= Extracted information =
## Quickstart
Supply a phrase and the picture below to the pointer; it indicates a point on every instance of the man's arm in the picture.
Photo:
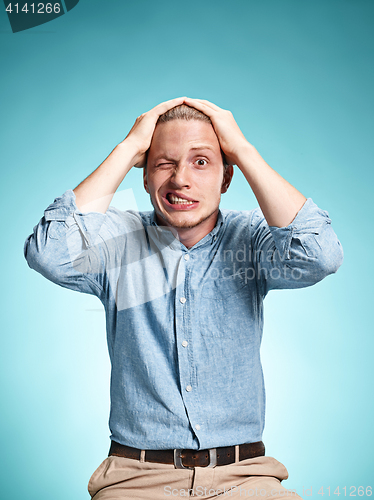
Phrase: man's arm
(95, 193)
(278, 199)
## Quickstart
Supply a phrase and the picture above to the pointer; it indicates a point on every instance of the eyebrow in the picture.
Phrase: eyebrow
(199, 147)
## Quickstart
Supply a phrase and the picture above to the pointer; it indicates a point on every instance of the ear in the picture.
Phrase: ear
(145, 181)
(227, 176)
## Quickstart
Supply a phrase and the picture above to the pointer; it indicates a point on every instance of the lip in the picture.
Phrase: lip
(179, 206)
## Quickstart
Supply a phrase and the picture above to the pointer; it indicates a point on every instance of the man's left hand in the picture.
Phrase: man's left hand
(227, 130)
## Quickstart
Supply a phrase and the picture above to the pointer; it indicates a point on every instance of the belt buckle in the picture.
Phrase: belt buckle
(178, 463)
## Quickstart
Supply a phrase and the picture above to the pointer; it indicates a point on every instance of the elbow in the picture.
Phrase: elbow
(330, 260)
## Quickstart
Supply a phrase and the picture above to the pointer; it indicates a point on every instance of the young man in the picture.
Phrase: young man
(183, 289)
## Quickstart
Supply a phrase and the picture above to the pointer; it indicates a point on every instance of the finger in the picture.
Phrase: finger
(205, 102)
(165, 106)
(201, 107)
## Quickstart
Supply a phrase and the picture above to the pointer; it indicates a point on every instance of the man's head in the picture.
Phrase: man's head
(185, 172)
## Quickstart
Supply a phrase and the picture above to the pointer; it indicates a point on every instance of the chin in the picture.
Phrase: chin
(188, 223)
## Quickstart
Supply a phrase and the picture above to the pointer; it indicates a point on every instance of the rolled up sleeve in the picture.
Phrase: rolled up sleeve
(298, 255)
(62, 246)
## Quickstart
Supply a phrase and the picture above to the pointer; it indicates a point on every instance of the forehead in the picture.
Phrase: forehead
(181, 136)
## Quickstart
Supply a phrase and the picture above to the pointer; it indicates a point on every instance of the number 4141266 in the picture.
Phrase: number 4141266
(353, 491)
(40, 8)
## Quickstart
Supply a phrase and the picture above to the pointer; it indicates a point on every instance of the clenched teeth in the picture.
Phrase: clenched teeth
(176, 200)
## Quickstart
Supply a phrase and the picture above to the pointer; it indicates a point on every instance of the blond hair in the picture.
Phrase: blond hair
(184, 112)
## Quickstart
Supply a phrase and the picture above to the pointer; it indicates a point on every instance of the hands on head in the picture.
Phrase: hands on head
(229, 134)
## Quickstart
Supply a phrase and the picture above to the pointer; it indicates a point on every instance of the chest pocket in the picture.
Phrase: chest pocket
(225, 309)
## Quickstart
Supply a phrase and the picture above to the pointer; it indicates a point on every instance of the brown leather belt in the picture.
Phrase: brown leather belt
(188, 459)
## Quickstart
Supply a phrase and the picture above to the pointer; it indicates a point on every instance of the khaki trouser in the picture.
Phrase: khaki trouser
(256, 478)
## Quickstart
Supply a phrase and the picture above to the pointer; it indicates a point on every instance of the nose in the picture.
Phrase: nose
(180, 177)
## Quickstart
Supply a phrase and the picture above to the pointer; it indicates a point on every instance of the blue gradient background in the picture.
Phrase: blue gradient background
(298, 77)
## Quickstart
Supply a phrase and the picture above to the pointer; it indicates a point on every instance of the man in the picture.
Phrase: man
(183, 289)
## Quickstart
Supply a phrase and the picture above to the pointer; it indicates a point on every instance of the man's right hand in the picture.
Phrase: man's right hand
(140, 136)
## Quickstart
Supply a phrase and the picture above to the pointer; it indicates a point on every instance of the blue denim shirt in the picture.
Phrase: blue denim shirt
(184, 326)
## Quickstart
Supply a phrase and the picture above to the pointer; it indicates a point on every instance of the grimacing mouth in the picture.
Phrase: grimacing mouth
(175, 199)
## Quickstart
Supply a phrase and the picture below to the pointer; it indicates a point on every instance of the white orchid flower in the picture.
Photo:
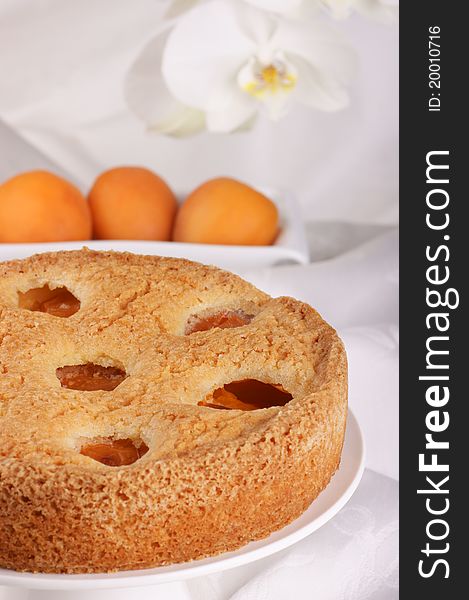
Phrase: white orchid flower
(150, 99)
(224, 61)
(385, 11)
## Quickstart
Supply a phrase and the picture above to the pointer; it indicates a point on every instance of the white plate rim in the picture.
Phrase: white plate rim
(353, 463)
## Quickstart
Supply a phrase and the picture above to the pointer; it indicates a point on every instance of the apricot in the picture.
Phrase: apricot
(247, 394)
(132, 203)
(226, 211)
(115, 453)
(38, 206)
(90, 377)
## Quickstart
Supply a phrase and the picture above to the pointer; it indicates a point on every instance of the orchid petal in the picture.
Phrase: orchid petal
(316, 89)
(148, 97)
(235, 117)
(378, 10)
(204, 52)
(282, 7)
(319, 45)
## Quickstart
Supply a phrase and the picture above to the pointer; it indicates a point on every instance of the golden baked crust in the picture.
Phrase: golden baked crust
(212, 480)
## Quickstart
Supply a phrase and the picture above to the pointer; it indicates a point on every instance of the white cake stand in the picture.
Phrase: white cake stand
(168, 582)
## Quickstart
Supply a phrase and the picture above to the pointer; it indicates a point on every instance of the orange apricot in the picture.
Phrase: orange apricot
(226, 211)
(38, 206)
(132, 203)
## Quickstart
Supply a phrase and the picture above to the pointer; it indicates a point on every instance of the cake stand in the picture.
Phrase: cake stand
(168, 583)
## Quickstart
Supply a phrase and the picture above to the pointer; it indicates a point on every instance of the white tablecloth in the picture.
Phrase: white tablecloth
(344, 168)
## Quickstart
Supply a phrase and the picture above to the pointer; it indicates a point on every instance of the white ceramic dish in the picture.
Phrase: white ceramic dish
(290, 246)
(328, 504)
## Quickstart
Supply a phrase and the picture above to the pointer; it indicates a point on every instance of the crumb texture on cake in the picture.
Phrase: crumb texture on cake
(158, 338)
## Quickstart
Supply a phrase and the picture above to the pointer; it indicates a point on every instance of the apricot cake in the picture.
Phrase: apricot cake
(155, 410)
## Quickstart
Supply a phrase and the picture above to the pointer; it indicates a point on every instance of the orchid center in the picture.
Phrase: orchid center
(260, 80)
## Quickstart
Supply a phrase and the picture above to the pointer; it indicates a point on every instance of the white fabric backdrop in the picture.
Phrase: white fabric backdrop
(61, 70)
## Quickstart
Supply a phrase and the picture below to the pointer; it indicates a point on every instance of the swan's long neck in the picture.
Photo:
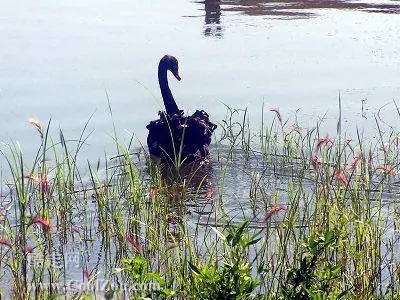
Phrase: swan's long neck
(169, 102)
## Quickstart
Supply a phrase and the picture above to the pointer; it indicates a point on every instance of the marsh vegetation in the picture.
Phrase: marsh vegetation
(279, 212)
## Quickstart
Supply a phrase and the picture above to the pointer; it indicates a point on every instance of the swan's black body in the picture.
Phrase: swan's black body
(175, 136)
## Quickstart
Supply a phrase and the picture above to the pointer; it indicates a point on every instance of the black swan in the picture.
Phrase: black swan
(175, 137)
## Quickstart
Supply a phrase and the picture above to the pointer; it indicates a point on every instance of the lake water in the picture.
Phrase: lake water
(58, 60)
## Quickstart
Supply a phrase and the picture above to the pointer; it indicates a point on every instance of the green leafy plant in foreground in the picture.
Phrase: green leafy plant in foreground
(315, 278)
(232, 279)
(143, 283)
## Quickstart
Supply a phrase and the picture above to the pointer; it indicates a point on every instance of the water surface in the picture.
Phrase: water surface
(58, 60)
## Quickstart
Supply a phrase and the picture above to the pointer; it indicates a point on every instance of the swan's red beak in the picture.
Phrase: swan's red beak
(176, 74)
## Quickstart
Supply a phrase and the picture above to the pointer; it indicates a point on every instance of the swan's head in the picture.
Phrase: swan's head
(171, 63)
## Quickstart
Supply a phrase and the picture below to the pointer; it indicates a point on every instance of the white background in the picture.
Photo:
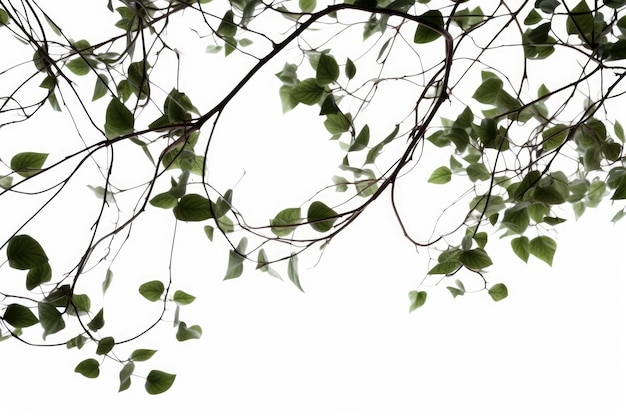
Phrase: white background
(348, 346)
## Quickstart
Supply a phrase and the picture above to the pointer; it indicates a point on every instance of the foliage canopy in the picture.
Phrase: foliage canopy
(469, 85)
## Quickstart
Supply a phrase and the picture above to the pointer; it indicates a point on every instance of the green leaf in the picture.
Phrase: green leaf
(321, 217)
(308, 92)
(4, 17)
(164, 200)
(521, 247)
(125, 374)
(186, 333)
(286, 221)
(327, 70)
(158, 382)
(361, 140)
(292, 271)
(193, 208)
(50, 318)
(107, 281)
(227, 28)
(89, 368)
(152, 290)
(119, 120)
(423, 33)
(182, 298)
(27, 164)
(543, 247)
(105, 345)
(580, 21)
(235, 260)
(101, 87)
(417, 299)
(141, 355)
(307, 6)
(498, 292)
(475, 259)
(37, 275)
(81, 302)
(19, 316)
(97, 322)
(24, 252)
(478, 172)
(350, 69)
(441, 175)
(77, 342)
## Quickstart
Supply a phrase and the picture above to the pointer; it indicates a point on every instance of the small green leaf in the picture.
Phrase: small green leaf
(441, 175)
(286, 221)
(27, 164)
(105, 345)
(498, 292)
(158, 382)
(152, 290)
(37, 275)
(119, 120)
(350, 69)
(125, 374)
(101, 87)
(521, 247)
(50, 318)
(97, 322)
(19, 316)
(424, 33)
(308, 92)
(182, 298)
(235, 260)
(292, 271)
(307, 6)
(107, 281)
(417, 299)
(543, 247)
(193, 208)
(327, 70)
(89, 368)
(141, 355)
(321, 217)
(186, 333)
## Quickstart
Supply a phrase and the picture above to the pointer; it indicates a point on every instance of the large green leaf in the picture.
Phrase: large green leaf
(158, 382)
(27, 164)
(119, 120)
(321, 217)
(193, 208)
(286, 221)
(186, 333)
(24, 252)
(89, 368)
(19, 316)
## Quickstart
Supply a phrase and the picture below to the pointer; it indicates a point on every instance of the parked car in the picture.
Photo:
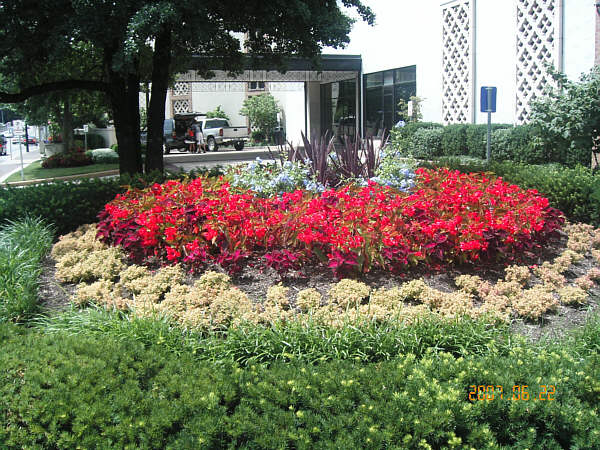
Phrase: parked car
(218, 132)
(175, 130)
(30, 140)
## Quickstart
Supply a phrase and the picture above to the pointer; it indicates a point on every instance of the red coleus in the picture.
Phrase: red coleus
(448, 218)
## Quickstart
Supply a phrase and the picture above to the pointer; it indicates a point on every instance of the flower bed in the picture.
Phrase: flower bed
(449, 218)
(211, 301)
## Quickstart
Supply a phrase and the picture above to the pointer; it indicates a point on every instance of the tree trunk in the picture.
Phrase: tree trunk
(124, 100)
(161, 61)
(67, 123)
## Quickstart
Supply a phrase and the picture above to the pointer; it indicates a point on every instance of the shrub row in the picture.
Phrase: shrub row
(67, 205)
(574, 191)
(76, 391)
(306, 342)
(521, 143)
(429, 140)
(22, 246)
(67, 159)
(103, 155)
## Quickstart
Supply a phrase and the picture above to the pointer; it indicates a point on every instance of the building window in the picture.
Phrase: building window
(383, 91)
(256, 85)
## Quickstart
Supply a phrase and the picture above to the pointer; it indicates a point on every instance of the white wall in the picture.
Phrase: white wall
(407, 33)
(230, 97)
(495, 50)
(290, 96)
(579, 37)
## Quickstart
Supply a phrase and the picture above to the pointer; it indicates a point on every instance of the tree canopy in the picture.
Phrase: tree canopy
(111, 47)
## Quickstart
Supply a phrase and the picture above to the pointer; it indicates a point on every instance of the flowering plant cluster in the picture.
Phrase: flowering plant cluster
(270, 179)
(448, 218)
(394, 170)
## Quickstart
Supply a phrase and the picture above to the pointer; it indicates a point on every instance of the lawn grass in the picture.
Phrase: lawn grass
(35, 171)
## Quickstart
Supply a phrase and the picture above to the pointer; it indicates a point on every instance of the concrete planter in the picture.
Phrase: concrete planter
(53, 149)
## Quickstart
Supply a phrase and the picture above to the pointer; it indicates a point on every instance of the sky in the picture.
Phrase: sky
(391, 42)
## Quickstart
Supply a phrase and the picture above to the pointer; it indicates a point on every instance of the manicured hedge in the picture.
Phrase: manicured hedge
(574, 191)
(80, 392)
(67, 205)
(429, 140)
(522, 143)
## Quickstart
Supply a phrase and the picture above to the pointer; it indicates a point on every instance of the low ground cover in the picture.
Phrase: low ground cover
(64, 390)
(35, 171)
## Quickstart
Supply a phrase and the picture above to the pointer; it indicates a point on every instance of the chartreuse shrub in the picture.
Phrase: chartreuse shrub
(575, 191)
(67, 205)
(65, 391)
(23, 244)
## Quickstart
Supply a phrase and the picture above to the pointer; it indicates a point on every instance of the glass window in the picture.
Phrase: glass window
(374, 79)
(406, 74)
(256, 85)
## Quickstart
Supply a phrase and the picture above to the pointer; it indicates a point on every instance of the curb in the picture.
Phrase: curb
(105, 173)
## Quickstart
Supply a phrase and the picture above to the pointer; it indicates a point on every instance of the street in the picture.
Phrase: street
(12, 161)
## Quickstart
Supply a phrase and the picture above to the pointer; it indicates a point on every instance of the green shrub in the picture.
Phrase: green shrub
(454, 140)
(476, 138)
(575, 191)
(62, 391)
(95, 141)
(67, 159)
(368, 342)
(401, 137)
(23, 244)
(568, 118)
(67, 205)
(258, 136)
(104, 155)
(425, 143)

= Required action =
Scan the entries above for the word "below" and collect each line holding it.

= Answer to the exercise =
Supply a phrase and the picture below to the pointer; it indicates a point on every instance of the man's arm in the picture.
Supply a phrase and the picture below to the pointer; it indicates a point on every instance of the white orchid flower in the picture.
Supply a phrase and the picture below to the pointer; it indicates a point on every instance of the swan's long neck in the picture.
Supply a phrase and the picture below to the pointer; it indicates a point on every instance of the white background in the picture.
Supply a phrase and the picture below to the pointer; it indicates a point on every instance of the parked car in the picture.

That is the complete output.